◆ **Page extract**:
start
Gateway Game: A game with simple rules that are easy to teach non-gamers in order to attract new players into boardgaming as a hobby.
Grid Movement: The Grid Movement occurs when pawns move on the grid in many directions. Usually the grid is square (like in Chess) or hexagonal (Abalone). In a game there can be many pawns (like in Chess or Checkers) or only one (like the bishop in Fresco).
Hand Management: Hand management games are games with cards in them that reward players for playing the cards in certain sequences or groups. The optimal sequence/grouping may vary, depending on board position, cards held and cards played by opponents. Managing your hand means gaining the most value out of available cards under given circumstances. Cards often have multiple uses in the game, further obfuscating an “optimal” sequence. Hand management has no relationship to action/dexterity.
Heavy: Having very complex rules and/or complex strategies that require deep thought, careful planning, and long playing times.
Hex and Counter: Classic war game mechanic, played with ‘Counters’ on a map with an Hexagonal grid allowing to move the counters in more directions (6) as opposed to a square grid with only four directions. Counters are commonly thick cardboard chit, with printed attributes and identification.
Industry/Manufacturing: Industry / Manufacturing games encourage players to build, manage and/or operate tools and machinery in order to manufacture raw materials into goods and products. Many of the most popular Industry / Manufacturing games are Economic games as well.
Kingmaker: A player, himself in a losing position, that has the power to decide who will win a given game.
LCG: A Fantasy Flight Games trademark for Collectible Card Games (CCGs) sold in non-random booster packs.
Light: Having very simple rules and strategies that do not require deep thought. Also can be used to describe a game with an extremely short playing time.
end
◆ **Your tasks**:
a – Edit the board game glossary from "Industry/Manufacturing: Industry /" up to and including "a given game.", putting "equipment" in place of "machinery".
b – For each statement, say whether the board game glossary supports it, answering yes or no and quoting the deciding words from the glossary.
(i) Chess is given as an example of a square grid.
(ii) Hand management is connected to dexterity.
(iii) A hexagonal grid in Hex and Counter games allows counters to move in only four directions.
c – Answer these questions from the board game glossary:
(i) Which game does the glossary give as an example of a hexagonal grid?
(ii) What are counters commonly made of?
(iii) Which company holds the LCG trademark?
The data that follows comes from a different source than the board game glossary.

◆ **Excerpted records**:
start
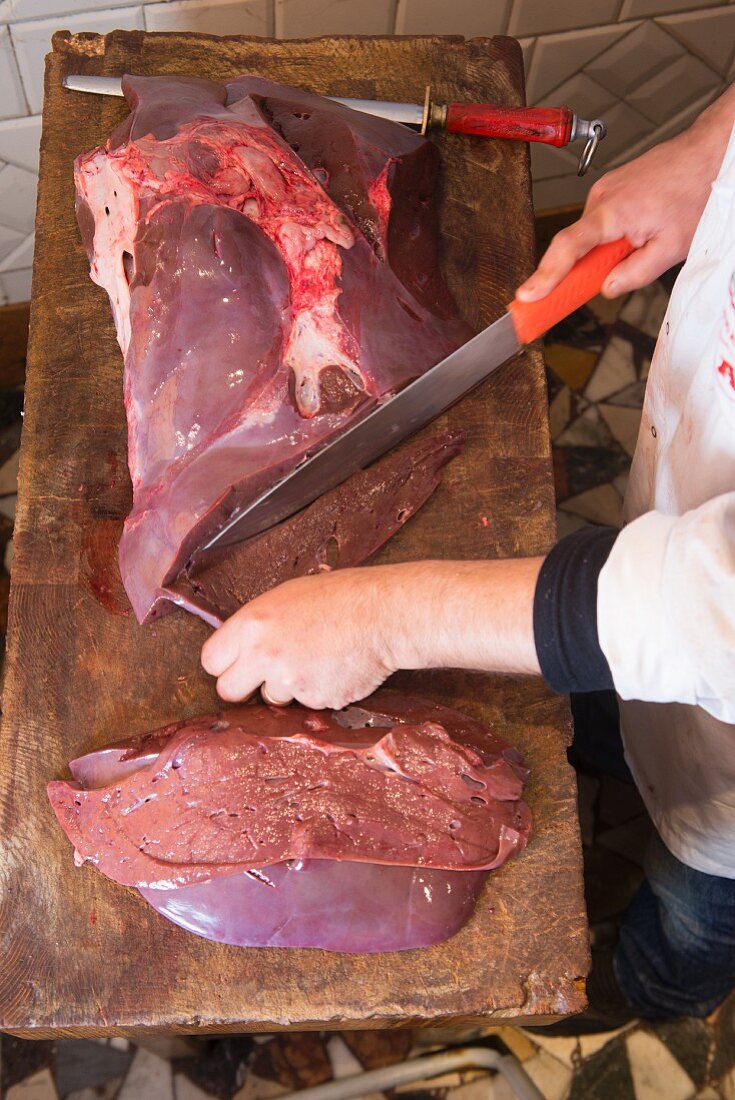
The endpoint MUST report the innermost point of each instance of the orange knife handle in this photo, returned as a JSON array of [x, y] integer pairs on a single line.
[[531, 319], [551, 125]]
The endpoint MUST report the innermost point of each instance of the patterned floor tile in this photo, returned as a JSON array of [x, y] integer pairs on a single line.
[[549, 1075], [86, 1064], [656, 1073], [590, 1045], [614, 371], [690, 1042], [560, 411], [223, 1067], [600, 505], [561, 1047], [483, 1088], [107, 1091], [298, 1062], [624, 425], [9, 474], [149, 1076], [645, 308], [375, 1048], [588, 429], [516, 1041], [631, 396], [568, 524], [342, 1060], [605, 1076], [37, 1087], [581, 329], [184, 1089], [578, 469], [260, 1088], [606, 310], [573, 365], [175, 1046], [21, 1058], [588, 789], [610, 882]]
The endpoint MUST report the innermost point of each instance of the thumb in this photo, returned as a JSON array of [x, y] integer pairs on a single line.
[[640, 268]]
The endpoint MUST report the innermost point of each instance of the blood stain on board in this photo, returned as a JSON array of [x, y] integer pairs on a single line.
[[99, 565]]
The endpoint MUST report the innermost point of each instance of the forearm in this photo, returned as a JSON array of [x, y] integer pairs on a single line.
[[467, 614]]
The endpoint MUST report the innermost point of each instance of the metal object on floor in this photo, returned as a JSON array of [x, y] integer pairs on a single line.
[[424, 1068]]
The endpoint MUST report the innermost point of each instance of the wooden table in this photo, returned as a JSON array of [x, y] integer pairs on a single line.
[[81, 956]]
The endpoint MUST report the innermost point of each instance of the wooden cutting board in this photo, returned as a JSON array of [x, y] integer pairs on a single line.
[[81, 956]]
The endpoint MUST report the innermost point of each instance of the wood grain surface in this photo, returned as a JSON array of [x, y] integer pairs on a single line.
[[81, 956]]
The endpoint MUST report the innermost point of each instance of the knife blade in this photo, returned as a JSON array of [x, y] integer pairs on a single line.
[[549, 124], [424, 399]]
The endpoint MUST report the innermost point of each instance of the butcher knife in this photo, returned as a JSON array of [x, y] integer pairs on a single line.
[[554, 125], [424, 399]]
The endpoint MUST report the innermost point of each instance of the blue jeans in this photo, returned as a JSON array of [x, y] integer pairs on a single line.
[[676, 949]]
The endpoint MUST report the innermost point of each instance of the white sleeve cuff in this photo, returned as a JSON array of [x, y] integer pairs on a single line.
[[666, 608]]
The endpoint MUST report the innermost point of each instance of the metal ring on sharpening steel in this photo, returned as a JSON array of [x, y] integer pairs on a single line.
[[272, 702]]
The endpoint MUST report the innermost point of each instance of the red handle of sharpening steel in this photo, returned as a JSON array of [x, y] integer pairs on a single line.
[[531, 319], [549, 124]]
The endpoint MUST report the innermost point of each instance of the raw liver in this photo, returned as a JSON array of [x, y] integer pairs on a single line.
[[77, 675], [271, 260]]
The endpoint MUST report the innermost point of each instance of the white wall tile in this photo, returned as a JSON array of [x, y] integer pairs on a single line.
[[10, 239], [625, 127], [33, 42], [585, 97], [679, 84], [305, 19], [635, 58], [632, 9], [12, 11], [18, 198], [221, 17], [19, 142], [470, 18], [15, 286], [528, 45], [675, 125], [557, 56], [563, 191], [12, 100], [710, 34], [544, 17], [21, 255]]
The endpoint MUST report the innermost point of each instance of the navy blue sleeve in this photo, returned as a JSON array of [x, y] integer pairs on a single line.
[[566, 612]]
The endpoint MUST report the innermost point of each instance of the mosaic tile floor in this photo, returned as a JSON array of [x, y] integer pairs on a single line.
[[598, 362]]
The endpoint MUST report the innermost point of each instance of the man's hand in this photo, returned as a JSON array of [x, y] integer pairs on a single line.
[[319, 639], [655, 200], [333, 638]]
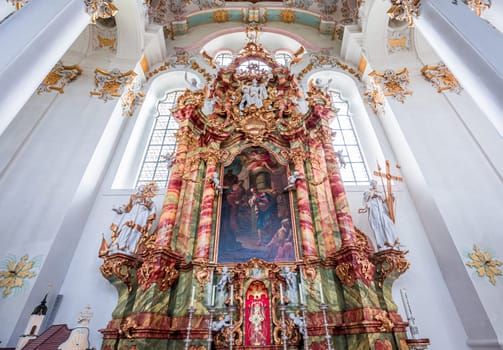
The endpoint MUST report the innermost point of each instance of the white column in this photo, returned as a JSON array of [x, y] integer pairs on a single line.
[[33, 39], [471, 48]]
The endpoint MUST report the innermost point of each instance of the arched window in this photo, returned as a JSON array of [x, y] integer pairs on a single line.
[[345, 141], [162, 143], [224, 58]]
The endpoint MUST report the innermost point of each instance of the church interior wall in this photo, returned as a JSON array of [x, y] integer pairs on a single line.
end
◆ **Solutions in order**:
a –
Industry/Manufacturing: Industry / Manufacturing games encourage players to build, manage and/or operate tools and equipment in order to manufacture raw materials into goods and products. Many of the most popular Industry / Manufacturing games are Economic games as well.
Kingmaker: A player, himself in a losing position, that has the power to decide who will win a given game.

b –
(i) Yes: "Usually the grid is square (like in Chess)"
(ii) No: "Hand management has no relationship to action/dexterity."
(iii) No: "allowing to move the counters in more directions (6) as opposed to a square grid with only four directions"

c –
(i) Abalone
(ii) Thick cardboard chit
(iii) Fantasy Flight Games